**TRY IT**
Which lines below include the string "target"? Please show each one.

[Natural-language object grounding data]
===============
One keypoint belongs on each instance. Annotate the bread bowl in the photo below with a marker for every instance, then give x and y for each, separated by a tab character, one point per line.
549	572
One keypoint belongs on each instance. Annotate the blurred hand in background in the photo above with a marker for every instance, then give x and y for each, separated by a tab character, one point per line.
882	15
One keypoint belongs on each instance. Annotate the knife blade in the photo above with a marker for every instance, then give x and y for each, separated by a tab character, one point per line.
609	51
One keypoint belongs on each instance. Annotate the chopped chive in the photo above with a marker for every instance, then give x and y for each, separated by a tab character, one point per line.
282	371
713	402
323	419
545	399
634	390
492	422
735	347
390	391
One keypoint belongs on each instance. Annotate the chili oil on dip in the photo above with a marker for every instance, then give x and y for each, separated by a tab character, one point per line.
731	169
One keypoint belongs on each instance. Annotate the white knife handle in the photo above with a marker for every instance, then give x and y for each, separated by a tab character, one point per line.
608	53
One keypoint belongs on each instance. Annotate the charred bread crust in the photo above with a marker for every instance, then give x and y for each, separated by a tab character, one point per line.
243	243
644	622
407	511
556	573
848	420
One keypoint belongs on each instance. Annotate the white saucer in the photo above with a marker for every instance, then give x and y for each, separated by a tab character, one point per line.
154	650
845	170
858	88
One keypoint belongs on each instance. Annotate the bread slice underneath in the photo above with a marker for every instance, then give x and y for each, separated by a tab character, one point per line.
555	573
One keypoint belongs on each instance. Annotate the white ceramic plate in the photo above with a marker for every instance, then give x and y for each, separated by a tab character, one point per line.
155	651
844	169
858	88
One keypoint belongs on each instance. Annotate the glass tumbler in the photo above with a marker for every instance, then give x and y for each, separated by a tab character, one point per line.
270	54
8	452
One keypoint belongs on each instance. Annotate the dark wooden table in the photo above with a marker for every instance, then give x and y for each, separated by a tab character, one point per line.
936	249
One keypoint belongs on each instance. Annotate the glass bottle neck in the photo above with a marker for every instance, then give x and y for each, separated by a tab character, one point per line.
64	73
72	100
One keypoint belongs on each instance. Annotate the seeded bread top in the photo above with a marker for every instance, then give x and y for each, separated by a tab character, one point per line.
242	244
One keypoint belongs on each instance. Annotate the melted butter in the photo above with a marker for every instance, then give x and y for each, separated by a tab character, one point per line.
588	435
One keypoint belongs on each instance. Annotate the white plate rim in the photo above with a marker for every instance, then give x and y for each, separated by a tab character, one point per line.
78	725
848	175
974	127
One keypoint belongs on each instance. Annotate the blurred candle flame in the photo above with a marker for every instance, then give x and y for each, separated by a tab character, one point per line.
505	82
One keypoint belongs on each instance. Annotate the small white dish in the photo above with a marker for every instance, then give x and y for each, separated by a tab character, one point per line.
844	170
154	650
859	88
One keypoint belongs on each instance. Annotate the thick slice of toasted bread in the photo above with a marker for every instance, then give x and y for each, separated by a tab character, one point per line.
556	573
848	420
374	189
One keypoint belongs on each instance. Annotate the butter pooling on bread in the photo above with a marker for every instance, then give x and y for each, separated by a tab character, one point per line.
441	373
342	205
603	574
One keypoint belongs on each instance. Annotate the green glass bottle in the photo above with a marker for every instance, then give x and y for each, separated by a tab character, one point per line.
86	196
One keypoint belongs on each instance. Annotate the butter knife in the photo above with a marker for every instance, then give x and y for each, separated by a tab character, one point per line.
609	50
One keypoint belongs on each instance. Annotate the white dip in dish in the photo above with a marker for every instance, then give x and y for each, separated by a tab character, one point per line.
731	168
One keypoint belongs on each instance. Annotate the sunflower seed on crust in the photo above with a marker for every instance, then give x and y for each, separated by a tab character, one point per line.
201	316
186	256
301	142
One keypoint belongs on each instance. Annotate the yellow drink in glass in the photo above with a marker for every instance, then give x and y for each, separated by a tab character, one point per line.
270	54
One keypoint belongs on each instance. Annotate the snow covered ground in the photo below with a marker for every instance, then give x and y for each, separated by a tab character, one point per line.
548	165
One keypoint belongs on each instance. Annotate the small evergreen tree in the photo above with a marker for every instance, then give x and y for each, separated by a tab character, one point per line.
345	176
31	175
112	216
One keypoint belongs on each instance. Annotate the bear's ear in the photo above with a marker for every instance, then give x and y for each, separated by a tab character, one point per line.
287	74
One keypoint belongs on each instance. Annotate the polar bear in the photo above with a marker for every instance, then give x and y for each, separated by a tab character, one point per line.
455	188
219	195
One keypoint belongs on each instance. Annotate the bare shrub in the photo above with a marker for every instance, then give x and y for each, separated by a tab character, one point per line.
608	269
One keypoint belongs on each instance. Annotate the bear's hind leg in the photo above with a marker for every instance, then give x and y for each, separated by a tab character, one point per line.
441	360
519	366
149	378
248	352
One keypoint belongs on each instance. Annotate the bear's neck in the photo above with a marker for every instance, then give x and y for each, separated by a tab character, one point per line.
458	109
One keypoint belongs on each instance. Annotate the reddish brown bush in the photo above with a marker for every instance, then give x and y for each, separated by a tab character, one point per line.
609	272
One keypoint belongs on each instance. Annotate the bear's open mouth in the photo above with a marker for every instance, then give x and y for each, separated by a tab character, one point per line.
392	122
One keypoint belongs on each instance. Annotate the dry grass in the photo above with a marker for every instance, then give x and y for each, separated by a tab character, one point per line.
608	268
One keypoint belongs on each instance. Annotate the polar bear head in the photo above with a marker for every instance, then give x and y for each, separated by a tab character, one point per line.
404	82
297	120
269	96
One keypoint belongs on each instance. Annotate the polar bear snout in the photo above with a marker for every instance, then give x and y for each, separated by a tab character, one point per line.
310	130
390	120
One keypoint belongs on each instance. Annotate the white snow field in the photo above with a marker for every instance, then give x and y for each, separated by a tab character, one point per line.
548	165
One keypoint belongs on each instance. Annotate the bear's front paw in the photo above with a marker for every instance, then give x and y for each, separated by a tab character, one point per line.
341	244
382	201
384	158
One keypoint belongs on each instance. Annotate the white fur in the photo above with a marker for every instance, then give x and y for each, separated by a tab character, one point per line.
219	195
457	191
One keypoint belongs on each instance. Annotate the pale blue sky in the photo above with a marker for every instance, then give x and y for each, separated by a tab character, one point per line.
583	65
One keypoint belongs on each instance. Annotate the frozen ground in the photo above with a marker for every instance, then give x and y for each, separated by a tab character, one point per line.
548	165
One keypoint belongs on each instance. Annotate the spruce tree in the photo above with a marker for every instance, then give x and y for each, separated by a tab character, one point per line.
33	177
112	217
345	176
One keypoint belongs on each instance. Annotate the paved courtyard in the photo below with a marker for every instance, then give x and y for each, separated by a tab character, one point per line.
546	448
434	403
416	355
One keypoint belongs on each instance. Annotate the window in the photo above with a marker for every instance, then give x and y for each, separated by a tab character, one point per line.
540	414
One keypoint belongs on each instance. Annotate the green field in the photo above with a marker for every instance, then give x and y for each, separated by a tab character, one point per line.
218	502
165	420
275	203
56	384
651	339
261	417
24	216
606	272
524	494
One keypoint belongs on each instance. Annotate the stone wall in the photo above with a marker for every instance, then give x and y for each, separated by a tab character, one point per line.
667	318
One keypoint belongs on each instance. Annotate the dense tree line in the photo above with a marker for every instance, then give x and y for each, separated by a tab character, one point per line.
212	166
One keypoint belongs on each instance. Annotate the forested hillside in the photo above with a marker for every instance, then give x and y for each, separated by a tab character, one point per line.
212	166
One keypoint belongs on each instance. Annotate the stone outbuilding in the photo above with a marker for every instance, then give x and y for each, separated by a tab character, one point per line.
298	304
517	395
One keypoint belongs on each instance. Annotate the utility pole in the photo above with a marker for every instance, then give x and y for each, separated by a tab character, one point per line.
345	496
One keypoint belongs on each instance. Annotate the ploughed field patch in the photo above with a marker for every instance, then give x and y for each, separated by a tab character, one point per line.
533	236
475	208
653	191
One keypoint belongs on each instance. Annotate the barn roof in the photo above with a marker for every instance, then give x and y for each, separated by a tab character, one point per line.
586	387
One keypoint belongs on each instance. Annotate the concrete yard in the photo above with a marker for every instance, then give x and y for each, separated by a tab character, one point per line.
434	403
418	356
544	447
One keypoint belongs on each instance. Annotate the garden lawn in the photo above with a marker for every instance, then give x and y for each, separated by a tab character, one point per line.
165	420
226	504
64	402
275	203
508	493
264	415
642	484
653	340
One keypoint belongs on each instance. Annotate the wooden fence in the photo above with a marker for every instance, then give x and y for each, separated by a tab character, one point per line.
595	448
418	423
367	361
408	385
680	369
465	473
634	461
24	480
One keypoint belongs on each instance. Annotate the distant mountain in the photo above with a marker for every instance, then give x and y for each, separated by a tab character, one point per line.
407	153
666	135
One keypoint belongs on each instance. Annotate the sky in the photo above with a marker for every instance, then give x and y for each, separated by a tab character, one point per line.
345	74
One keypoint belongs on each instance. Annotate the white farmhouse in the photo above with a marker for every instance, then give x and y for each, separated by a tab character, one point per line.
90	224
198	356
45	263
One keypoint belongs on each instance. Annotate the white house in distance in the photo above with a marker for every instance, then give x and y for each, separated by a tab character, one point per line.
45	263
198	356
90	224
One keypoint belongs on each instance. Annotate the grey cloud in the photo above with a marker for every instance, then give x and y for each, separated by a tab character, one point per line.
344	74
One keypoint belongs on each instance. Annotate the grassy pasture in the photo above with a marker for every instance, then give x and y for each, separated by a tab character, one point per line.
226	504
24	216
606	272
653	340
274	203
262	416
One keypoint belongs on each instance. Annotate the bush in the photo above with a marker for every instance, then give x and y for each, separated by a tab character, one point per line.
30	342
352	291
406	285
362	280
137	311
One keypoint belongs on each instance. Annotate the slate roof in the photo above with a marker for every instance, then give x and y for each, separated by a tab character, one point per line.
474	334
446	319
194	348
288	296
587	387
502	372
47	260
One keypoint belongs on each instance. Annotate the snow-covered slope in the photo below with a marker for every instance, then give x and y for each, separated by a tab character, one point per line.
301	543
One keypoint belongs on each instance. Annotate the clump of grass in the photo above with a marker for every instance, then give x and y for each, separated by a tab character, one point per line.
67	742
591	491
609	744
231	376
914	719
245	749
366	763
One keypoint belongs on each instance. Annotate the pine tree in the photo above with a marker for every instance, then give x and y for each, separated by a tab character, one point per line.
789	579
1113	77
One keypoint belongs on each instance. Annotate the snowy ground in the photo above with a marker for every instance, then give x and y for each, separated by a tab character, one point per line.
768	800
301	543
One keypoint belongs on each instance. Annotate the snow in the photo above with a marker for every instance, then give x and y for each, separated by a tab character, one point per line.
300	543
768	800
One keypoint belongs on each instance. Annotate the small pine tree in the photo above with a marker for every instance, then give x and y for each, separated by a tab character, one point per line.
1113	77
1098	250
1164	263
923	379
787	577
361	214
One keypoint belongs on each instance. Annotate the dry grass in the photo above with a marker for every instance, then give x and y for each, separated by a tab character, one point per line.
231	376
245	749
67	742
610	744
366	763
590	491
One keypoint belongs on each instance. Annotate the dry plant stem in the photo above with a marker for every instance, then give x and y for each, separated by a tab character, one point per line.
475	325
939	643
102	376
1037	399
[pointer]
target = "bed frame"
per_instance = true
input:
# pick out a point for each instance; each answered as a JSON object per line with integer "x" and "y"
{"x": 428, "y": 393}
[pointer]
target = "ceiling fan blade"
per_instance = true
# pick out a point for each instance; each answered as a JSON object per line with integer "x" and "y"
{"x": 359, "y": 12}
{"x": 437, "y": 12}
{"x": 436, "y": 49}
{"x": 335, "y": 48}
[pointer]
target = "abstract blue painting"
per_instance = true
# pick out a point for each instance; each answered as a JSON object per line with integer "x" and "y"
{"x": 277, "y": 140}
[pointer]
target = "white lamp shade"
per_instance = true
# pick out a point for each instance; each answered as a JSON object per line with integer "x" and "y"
===============
**SOLUTION TO THIS PROBLEM**
target = "bed frame"
target = "ceiling fan blade"
target = "abstract blue painting"
target = "white lamp shade"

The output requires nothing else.